__Set task 1__. According to the article on Radulfus Nigellus, which deaconry in Rome was he assigned when he was named a cardinal?
__Set task 2__. Carry on the article about Radulfus Nigellus, starting after its last sentence.

- Church: Santa Prassede (1188)

Orders
- Created cardinal: March 1185 by Pope Lucius III
- Rank: Cardinal Deacon, then Cardinal Priest

Personal details
- Born: Pisa (?)
- Died: 30 December 1188 Mortara
- Residence: Rome, Verona
- Occupation: courtier papal legate
- Profession: parish priest

= Radulfus Nigellus =

Italian cardinal

Radulfus Nigellus (died 30 December 1188) was a cardinal of the Roman Catholic Church. He was a native of Pisa, or perhaps of France.

==Life==

Radulfus held the title magister, though the source of the title and the expertise which supported it are unknown.

Driven out of Rome by the Roman commune, due to the war over Tusculum, Pope Lucius III (1181–1185) fled to the Emperor Frederick Barbarossa, who was at Verona. Some of the cardinals followed Pope Lucius to Verona; others, however, whose followers had perpetrated the outrages at Tusculum and in the Roman campagna, remained in the city. Radulfus was a member of the papal court and followed Pope Lucius III in his flight from the Roman commune to Verona in July 1184. Far from obtaining aid from the emperor Frederick Barbarossa, they fell into quarreling, and the papal court became prisoner of the emperor in Verona.
===Cardinal deacon===
Radulfus was named a cardinal by Pope Lucius III (1181 – 1185) in Verona on Ash Wednesday 1185, and assigned the deaconry of San Giorgio in Velabro in Rome. He first subscribed his name to a papal document, as far as current evidence shows, on 4 April 1185. His latest known signature as cardinal deacon of S. Giorgio is on 17 March 1188 at the Lateran.

Lucius died on 25 November 1185 in Verona, while an angry and uncooperative emperor resided at the imperial headquarters in Pavia. The election of his successor, in which Cardinal Radulfus took part, was held on the next day. It was brief and unanimous. The successful candidate was Humbertus Crivelli, the Archbishop of Milan and Cardinal of S. Lorenzo in Damaso, "a violent and unyielding spirit, and a strong opponent of Frederick (Barbarossa)," in the words of Ferdinand Gregorovius. He took the name Urban III, and maintained all of the uncompromising policies of Lucius III. He and the papal court continued as virtual prisoners in Verona. Cardinal Radulfus signed documents for Pope Urban from 9 December 1185 to 13 October 1187.

__Records provided__.
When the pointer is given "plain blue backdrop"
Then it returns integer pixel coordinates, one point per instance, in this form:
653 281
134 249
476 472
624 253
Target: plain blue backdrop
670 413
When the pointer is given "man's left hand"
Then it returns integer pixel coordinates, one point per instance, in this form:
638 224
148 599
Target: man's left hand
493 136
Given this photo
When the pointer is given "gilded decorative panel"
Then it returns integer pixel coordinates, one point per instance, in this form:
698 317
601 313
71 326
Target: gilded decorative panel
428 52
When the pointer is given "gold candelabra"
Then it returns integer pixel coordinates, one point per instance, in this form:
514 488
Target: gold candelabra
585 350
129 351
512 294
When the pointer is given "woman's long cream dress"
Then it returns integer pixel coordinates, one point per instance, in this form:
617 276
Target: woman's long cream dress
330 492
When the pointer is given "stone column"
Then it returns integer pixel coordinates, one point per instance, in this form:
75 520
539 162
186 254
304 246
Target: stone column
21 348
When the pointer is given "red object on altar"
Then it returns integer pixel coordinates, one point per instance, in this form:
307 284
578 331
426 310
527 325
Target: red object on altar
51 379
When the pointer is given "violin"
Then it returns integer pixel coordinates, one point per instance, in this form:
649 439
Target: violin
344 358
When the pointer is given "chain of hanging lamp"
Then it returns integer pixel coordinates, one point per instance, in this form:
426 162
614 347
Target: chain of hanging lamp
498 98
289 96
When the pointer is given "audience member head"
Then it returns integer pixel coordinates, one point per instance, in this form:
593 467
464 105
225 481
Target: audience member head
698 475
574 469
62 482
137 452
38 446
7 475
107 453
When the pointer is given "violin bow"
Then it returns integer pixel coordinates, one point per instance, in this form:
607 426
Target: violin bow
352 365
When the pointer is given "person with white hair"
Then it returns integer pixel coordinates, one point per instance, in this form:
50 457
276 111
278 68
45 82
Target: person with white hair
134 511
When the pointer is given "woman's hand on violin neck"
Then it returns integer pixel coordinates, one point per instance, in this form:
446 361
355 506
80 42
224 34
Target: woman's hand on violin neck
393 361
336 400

__Written answer 1__. San Giorgio in Velabro.

__Written answer 2__.
Urban III and the cardinals, including Radulfus, managed to escape from Verona in the second half of September 1187, but Pope Urban III died at Ferrara on 20 October 1187, grieving over the disasters in the Holy Land. In the election which followed, there were three candidates, Henri de Marsiac, Paolo Scolari, and Alberto di Morra. Alberto, the leader of the imperial faction, was elected as Gregory VIII on 21 October 1187. He immediately began plans to return to Rome, with the cooperation of the emperor and the officials of Rome, but he reigned for one month and twenty-eight days, managing to reach only as far as Pisa. During that brief time, Radulfus subscribed several documents in Ferrara, Modena, Parma, and Pisa.

Cardinal Radulfus participated in his third papal election in twenty-five months at Pisa. The cardinals unanimously elected Cardinal Paolo Scolari, Bishop of Palestrina, on 19 December 1187, the Saturday after the Feast of S. Barbara. He accepted his election and took the name Clement III. By 11 February 1188, he, the cardinals, and the papal court had returned to Rome and were resident at the Lateran.

===Cardinal priest===
On 17 March 1188, Cardinal Radulfus appears as a cardinal priest with the titulus of Santa Prassede. He is mentioned in a letter of Pope Clement III to Archbishop Baldwin of Canterbury on 10 December 1188; the archbishop and the monks of Canterbury are to obey papal decisions in the matter of the appointment of the prior; the pope had given mandates in his instructions to the Cardinal of Santa Prassede, Apostolicae Sedis legato. Radulfus, however, never reached England, because he died at Mortara on 30 December 1188.

Radulfus' successor at S. Prassede, Cardinal Rufinus, subscribed a document for Pope Clement III.

==Sources==
- Ciaconius (Chacón), Alphonsus (1677). "Vitae et res gestae pontificum romanorum et S.R.E. cardinalium"
- Duchesne, François (1660). Les Preuves du livre premier de l' histoire de tous les cardinaux françois (Paris 1660). p. 141.

- Jaffé, Philipp (1888). "Regesta pontificum Romanorum ab condita Ecclesia ad annum post Christum natum MCXCVIII"
- Kartusch, Elfriede (1948). "Das Kardinalskollegium in der Zeit von 1181–1227"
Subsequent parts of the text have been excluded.